Job: Retype, without changes, every line from the line that contains "Might you point out the black" through the final line of the records. Exclude pictures.

Data:

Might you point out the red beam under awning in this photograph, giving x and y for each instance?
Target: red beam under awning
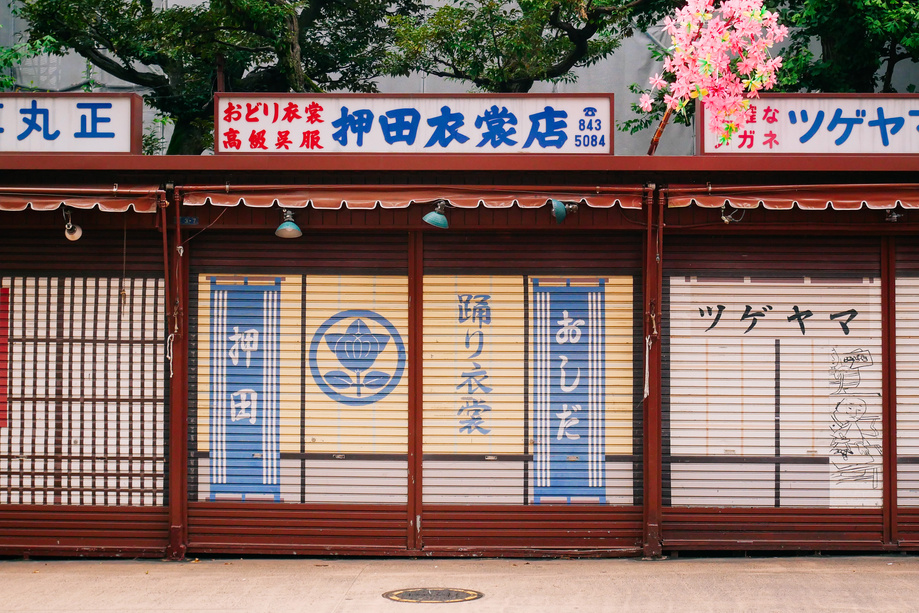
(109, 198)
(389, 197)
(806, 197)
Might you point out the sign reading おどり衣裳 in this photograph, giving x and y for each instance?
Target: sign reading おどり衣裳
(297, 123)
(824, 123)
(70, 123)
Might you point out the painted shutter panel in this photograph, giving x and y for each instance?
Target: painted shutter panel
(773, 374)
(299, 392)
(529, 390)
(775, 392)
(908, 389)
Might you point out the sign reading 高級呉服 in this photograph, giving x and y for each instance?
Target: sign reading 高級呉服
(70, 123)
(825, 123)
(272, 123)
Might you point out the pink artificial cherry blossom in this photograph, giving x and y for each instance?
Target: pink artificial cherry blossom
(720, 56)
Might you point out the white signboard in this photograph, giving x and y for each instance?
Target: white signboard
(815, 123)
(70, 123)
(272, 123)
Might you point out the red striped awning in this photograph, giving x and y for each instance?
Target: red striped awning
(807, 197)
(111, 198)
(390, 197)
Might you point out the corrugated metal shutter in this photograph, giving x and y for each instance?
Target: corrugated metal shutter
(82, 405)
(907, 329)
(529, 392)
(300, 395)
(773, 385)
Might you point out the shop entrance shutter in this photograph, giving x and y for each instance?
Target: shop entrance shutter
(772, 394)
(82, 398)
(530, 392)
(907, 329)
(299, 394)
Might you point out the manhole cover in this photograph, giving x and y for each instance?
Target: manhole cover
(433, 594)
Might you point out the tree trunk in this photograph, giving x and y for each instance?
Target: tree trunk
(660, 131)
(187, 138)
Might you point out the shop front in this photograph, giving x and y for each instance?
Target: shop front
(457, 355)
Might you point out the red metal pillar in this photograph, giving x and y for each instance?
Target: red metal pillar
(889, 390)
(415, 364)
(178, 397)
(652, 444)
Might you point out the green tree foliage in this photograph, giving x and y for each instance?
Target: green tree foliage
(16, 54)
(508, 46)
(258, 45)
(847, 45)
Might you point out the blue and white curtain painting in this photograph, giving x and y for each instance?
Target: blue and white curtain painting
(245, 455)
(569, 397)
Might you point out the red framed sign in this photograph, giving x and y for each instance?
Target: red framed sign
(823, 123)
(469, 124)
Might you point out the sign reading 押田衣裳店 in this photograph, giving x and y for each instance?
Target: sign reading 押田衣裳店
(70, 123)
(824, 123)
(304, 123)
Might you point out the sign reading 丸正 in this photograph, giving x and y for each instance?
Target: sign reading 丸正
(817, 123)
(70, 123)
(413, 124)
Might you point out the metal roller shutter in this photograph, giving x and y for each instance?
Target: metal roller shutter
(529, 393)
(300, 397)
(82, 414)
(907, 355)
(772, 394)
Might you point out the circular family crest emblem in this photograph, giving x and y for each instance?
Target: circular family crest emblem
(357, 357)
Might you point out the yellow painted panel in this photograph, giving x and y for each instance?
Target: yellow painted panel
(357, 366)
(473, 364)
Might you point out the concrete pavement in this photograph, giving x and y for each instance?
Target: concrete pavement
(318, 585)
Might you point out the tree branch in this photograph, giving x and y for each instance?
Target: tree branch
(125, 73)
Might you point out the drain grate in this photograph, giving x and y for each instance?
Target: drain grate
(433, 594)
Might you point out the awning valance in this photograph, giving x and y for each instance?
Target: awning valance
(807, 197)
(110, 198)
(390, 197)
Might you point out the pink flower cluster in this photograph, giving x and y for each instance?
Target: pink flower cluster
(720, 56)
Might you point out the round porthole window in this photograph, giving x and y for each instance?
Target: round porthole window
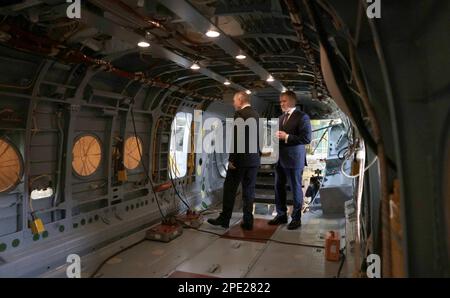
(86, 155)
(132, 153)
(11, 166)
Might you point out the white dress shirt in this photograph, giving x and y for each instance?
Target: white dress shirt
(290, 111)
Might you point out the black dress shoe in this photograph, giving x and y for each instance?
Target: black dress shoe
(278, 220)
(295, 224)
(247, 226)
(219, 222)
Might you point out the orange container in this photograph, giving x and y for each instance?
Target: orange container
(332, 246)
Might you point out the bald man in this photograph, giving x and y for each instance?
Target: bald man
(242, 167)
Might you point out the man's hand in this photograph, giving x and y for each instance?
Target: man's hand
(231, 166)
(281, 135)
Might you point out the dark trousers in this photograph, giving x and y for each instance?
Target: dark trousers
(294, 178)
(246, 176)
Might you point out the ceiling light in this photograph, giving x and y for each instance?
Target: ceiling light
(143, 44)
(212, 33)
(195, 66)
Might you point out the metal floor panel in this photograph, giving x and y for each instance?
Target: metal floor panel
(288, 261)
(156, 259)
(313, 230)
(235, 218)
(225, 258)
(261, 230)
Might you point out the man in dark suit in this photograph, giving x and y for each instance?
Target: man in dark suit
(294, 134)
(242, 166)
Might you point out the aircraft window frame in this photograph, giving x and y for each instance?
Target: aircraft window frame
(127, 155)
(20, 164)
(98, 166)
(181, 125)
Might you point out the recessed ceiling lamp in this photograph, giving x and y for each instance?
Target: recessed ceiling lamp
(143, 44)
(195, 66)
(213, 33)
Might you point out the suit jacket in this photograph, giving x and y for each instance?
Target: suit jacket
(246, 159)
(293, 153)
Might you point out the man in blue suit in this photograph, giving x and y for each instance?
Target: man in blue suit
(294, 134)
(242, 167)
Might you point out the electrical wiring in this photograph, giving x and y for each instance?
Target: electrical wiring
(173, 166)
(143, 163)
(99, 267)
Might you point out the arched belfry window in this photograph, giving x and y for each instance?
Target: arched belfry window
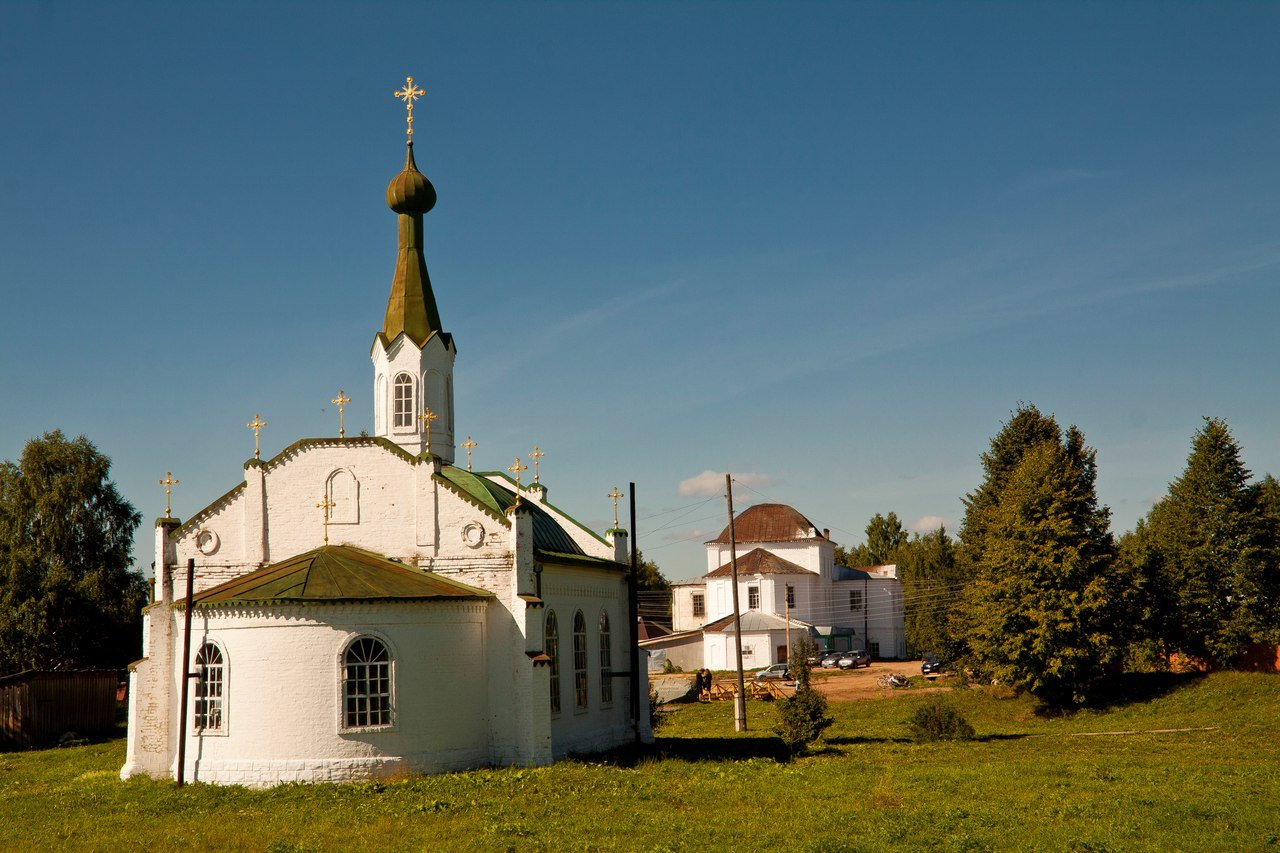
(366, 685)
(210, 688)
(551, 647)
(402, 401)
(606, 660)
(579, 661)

Solution to this task:
Might you point out the black dress shoe in this photograph, giving x and y for each instance?
Target: black dress shoe
(278, 220)
(295, 224)
(247, 226)
(219, 222)
Might you point out the orange container in this photograph, giving x and y for each instance?
Target: orange container
(332, 246)
Might you point out the bald man in this photograph, giving x and y for each instance?
Target: bald man
(242, 167)
Might you point out the man's hand in this photograph, giving x and y for each instance?
Target: man's hand
(231, 166)
(281, 135)
Might you point out the dark trousers in this photograph, giving x and y for each instance?
Target: dark trousers
(294, 178)
(246, 176)
Might you point out the ceiling light in this photograph, giving x and y for each instance?
Target: ceiling light
(143, 44)
(212, 33)
(195, 66)
Might you point out the metal floor panel in this photograph, giving x and y for each instance?
Target: metal floor panel
(288, 261)
(156, 259)
(313, 230)
(235, 218)
(225, 258)
(261, 230)
Might you point out the man in dark suit in this photograph, giving x and y for each instance?
Target: man in dark suit
(294, 134)
(242, 166)
Might you point out the aircraft window frame in this photograph, giving x and y for each instance?
Target: aircraft window frame
(127, 155)
(20, 164)
(98, 166)
(181, 125)
Might you point out the recessed ceiling lamp in this photograph, giving x and y for each instance?
Target: recessed ceiling lamp
(143, 44)
(195, 66)
(213, 33)
Might you point out the suit jacket in this photograph, giving x and y for each instance?
Target: suit jacket
(246, 159)
(293, 153)
Might you point out the man in blue suit in this photograph, giving x and y for each instance?
Target: man in blue suit
(294, 134)
(242, 167)
Might you point out the electrical wiring in this photograph, giving x and y for each instance?
Target: electrical wiring
(173, 166)
(143, 163)
(99, 267)
Might you point out the arched belfry window in this photograph, giving x and y for each instance?
Target: arched belfry window
(366, 685)
(210, 688)
(551, 647)
(402, 401)
(606, 660)
(579, 661)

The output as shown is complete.